_Task statement_. Could you quote, exactly as they stand, the lines running from the one with "locate black puffer" to the final line of the material?

:: Input for this task ::

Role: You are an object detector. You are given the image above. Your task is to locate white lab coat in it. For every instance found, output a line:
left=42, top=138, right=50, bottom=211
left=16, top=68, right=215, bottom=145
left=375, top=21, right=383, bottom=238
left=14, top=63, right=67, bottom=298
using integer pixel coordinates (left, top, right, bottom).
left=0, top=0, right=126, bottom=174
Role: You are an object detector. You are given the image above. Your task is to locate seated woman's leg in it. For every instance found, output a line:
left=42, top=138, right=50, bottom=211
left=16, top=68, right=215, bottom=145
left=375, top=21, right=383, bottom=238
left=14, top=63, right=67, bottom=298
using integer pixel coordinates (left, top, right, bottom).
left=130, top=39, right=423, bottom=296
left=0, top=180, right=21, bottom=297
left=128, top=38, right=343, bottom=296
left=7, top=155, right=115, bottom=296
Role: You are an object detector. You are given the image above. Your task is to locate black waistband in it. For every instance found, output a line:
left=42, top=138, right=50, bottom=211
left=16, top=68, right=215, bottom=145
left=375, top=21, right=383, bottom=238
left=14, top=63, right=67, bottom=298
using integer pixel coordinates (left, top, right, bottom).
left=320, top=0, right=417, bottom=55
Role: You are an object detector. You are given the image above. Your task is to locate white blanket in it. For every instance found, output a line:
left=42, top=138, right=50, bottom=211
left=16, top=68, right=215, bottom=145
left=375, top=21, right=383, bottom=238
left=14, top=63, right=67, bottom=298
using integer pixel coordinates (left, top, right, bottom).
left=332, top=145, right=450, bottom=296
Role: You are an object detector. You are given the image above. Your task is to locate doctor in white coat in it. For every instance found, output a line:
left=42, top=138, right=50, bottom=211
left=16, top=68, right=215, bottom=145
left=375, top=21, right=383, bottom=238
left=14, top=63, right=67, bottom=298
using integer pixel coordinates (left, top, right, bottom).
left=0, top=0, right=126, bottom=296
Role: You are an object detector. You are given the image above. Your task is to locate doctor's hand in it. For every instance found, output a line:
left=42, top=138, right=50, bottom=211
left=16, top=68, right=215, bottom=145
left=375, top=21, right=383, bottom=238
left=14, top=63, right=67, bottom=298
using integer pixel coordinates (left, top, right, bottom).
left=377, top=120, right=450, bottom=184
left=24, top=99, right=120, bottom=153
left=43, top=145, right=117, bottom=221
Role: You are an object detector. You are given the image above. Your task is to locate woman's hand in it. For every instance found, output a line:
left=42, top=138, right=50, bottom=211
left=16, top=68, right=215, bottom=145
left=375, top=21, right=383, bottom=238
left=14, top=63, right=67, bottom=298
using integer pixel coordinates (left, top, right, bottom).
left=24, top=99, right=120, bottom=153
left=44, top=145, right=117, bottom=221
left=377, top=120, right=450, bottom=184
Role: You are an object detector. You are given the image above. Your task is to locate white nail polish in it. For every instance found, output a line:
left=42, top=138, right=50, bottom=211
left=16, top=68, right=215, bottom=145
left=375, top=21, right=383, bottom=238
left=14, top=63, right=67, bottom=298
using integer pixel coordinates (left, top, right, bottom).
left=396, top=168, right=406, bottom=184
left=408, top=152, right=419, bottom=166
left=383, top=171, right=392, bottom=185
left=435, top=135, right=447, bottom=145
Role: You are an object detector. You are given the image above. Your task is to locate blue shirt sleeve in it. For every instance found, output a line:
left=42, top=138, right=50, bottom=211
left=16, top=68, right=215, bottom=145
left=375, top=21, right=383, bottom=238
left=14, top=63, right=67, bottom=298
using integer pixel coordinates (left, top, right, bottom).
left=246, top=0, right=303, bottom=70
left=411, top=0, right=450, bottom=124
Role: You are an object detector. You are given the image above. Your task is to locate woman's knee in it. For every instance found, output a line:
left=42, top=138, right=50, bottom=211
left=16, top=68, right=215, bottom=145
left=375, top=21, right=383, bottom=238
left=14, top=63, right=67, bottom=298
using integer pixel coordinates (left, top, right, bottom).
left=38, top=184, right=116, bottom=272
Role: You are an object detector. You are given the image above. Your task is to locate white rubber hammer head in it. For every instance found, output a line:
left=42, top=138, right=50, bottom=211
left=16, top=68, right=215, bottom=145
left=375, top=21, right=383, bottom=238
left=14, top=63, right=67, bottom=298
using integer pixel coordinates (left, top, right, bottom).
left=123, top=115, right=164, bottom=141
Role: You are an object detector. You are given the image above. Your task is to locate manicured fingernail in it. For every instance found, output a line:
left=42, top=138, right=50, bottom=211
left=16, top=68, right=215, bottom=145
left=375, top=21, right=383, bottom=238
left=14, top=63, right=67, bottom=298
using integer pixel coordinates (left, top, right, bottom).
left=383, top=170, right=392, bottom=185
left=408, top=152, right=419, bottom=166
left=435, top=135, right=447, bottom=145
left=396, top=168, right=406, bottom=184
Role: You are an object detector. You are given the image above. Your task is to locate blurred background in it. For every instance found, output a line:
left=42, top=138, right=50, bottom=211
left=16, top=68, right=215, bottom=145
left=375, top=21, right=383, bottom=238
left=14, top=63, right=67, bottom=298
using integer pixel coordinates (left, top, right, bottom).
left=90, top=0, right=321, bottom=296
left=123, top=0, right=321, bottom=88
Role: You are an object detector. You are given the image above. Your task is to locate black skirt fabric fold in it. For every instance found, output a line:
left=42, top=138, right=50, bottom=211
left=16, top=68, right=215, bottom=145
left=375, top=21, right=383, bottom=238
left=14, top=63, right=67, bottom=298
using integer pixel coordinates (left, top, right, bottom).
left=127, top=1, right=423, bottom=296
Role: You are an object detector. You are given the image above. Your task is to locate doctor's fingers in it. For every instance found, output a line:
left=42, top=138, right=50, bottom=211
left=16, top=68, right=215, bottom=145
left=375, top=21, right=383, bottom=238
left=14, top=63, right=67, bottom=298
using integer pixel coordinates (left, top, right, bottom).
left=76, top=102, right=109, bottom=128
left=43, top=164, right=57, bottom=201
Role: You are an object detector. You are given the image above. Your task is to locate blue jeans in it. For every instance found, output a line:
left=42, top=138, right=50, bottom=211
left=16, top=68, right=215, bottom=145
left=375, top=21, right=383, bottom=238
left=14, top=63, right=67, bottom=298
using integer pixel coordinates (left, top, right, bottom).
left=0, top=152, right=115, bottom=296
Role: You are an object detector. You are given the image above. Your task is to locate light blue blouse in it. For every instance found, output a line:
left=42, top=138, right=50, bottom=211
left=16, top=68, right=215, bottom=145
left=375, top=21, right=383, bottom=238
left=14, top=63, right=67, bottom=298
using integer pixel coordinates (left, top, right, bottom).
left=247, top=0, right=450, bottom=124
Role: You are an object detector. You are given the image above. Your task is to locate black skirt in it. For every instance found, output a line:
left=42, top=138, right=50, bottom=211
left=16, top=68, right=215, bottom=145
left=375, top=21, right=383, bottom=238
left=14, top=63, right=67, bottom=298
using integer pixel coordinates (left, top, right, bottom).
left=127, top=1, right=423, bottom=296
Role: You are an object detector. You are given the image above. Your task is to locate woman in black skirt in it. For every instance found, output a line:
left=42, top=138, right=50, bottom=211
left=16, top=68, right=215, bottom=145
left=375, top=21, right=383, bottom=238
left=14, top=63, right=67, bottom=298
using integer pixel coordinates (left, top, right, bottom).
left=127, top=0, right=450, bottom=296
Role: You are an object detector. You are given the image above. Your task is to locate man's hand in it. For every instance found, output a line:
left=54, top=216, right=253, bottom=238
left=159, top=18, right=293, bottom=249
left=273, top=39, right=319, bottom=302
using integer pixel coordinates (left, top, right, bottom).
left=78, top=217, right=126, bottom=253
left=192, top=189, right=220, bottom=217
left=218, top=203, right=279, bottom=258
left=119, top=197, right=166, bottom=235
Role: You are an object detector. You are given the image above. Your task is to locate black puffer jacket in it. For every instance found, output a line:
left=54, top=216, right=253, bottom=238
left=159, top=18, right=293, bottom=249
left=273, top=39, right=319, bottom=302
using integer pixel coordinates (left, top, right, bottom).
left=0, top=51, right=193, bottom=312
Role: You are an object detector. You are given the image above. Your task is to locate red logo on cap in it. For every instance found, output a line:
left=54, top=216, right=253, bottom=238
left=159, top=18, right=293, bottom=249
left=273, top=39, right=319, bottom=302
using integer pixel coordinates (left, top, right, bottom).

:::

_Reply to the exercise_.
Role: You are an object detector. You are given the image above. Your task is to locate black puffer jacket in it. For every instance found, output a line:
left=54, top=216, right=253, bottom=238
left=159, top=18, right=293, bottom=249
left=273, top=39, right=319, bottom=302
using integer pixel coordinates (left, top, right, bottom).
left=0, top=51, right=193, bottom=312
Role: You are an object detector. You are given the image above. Your task is to locate red logo on cap in it. For every instance found, output a line:
left=54, top=216, right=253, bottom=238
left=159, top=18, right=293, bottom=249
left=273, top=39, right=319, bottom=302
using integer pixel coordinates (left, top, right, bottom).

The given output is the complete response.